Saunders notes that "important, negatively skewed waves have occurred that do not conform to the sixty-one-month cycle." The five waves in his ideal progression were not the only waves uncovered in his search with negatively skewed slopes; the important 1954 major wave in France as well as 1965 wave in the midwestern United States were negative waves, but did not conform to the sixty-one-month separations. The presence of two waves out of seven that supposedly belong as much as the other five (by virtue of Saunders' acceptance criteria), but don't, helps kick the numerological magic right out of his progression. So Saunders briefly lets the five-year relationship drop in favor of an annual relationship between date and longitude for UFO flaps. Now those two maverick waves happily fit this relationship. But with data points restricted to half of one annual cycle, how can it be assumed what the rest of the relationship is? What if it is not linear? What if it varies? Why do we have to wait years to fill in the gaps of a yearly global sweep? Most importantly, the same problems of data validity, randomness, and uniformity apply to this hypothesis as well. No wonder Saunders offers "no affirmative explanation" for his findings when he floats two relationships, five-year jumps, plus annual sweeps at the same time.

**Objective**
Copy out every question the passage on Saunders' UFO wave cycles asks, word for word.

**Material supplied**
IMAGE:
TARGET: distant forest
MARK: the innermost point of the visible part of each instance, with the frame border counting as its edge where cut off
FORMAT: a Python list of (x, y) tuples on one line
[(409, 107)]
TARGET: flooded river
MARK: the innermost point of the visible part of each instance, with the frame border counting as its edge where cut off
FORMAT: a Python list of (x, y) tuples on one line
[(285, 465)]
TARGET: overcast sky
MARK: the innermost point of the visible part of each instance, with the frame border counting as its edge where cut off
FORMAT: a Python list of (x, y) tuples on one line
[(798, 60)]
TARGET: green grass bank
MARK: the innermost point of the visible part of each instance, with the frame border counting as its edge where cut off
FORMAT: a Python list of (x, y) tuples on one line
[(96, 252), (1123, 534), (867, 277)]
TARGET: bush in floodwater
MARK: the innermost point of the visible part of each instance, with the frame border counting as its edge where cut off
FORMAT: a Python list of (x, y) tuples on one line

...

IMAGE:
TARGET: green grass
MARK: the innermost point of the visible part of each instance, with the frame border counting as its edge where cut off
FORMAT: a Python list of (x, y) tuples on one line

**Exercise output**
- But with data points restricted to half of one annual cycle, how can it be assumed what the rest of the relationship is?
- What if it is not linear?
- What if it varies?
- Why do we have to wait years to fill in the gaps of a yearly global sweep?